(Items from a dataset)
Content starts
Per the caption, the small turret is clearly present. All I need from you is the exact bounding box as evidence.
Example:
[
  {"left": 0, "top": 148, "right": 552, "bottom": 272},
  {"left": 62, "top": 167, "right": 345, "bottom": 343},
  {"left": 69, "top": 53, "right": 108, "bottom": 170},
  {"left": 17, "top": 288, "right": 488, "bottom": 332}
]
Content ends
Content starts
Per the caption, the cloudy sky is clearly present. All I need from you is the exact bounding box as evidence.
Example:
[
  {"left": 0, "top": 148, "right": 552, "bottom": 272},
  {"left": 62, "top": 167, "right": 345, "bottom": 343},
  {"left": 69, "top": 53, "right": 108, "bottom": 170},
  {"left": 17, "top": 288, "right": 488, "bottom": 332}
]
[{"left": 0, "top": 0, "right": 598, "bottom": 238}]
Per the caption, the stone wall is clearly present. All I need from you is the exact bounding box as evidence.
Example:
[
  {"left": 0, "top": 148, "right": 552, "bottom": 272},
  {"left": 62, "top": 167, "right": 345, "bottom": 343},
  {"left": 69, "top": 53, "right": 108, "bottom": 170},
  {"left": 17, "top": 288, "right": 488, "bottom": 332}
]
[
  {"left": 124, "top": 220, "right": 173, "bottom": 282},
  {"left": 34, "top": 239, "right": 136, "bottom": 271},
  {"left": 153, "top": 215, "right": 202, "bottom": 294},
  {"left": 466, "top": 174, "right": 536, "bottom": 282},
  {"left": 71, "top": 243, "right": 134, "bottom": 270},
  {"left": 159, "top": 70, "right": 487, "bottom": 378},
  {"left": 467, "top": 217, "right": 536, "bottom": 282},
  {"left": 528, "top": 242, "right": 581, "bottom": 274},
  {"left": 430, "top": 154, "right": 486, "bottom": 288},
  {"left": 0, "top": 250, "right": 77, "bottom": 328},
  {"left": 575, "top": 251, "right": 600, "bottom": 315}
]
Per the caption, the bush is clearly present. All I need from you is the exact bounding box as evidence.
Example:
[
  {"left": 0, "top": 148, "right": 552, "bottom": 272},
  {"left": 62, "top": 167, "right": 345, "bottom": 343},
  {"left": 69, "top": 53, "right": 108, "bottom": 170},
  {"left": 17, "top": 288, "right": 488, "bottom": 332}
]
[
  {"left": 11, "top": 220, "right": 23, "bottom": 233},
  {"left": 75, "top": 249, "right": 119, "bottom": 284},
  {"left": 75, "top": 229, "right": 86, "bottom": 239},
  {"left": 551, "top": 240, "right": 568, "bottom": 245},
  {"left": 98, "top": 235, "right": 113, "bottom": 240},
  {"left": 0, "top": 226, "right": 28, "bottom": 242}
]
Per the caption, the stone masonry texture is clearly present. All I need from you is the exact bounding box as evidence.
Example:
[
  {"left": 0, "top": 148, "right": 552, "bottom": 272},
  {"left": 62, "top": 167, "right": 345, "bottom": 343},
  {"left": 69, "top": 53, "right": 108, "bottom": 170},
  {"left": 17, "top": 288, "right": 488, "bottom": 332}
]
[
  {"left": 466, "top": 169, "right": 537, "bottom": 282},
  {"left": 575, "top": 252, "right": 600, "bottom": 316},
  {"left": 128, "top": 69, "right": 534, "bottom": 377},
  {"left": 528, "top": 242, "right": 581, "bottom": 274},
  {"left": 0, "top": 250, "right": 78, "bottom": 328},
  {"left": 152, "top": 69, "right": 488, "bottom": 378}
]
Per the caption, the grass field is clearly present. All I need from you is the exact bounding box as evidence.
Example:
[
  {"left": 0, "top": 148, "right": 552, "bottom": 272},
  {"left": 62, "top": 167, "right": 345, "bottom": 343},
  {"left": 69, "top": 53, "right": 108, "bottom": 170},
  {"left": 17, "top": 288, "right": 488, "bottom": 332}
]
Content ends
What to do ->
Using the entries above, state how many lines include the word "present", with no other words.

Response below ->
6